_Given task:_
Could you continue the article on the 2011 Vuelta a Andalucía, picking up right after its final sentence?

— start Text excerpt —

The 57th edition of the 2011 Vuelta a Andalucía is the 16th race of the 2010-2011 UCI Europe Tour. The race started on 20 February and finished on 24 February.

Teams
There are 18 teams taking part in the 2011 Vuelta a Andalucía. Amongst these are nine UCI ProTour teams, six UCI Professional Continental teams, and two Continental teams. Each team was allowed seven riders on their squad, giving the event a peloton of 126 cyclists at its outset.

The 18 teams in the race were:

UCI ProTour Teams

UCI Professional Continental Teams

UCI Continental Teams

Stages

Prologue
 20 February 2011, Benahavís (Prologue)

Stage 1
21 February 2011 – Almuñécar to Adra,

Stage 2
22 February 2011 – Villa de Otura to Jaén,

Stage 3
23 February 2011 – La Guardia de Jaén to Córdoba,

Stage 4
24 February 2011 – Córdoba to Antequera,

Classification leadership
In the 2011 Vuelta a Andalucía, four different jerseys were awarded. For the general classification, calculated by adding each cyclist's finishing times on each stage, and allowing time bonuses for the first three finishers on each stage and in intermediate sprints, the leader received a red jersey. This classification was considered the most important of the Vuelta a Andalucía, and the winner is considered the winner of the Vuelta.

— end Text excerpt —
— start Data —

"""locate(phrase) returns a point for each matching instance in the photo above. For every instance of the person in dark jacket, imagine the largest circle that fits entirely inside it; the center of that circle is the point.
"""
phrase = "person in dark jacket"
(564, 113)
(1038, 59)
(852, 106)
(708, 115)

— end Data —

_Exercise answer:_
Additionally, there was a sprints classification, which awarded a white jersey. In the sprints classification, cyclists got points for finishing in the top three in an intermediate sprint. The first across the sprint points got 3 points, the second got 2, and the third got a single point.

There was also a mountains classification, which awarded a black and white jersey. In the mountains classification, points were won by reaching the top of a mountain before other cyclists. Each climb was categorized, with the more difficult climbs awarding more points.

The points classification awarded a blue jersey. In the points classification, cyclists got points based on the order at the finish line of each stage. The stage win afforded 25 points, second on the stage was worth 20, third 16, fourth 13, fifth 10, sixth 8, seventh 6, eighth 4, ninth 2, and tenth was worth a single point. The points awarded in the sprints classification counted equivalently for this classification.

There was also the combination classification. This was calculated by adding the rankings in the general, points and mountains classifications; the cyclist with the lowest combined ranking was the leader in the combination classification.

There were also two classifications to this race for the best Spanish and Andalucian rider, based on their time in the general classification. However, no jerseys were awarded to the last three classifications, since the UCI limits the amount of rewarded jerseys to four per race.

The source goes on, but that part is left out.